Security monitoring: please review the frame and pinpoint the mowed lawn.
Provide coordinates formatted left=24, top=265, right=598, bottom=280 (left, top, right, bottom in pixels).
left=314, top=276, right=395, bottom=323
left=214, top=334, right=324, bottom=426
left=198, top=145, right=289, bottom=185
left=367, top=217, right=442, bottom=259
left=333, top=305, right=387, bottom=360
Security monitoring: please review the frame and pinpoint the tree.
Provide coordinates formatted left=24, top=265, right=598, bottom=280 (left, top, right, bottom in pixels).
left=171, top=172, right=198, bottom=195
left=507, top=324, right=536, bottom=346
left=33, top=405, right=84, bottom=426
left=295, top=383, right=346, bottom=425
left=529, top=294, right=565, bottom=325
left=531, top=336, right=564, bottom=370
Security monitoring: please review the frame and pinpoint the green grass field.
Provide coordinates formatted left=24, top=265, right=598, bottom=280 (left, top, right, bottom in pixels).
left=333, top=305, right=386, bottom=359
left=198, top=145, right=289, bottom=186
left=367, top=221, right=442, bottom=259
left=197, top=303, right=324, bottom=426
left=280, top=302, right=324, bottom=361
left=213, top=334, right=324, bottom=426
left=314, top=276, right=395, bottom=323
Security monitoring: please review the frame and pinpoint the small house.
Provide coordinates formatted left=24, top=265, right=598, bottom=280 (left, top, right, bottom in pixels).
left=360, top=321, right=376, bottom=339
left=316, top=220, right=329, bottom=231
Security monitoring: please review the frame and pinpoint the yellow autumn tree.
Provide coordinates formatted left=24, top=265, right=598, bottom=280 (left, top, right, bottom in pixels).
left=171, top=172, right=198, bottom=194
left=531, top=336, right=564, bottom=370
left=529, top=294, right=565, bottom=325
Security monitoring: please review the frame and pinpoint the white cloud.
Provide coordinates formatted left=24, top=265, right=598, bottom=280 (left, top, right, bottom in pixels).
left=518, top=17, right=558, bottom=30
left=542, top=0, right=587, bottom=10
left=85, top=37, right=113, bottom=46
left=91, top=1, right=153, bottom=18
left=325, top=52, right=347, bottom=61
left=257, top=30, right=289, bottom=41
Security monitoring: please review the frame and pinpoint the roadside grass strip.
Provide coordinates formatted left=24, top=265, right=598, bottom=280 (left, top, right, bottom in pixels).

Problem requirements :: Express the material from its first line through the line containing "left=214, top=334, right=324, bottom=426" as a two-column CSV with the headers query_text and response. Give one row per text-and-answer pair, with each value in its own quoted field and line breaks replaced by spaces.

Full solution ::
query_text,response
"Security monitoring: please review the frame and pinpoint the mowed lawn. Provide coordinates formatted left=24, top=265, right=598, bottom=280 (left, top, right, bottom in pixels).","left=314, top=276, right=395, bottom=323 left=214, top=334, right=324, bottom=426"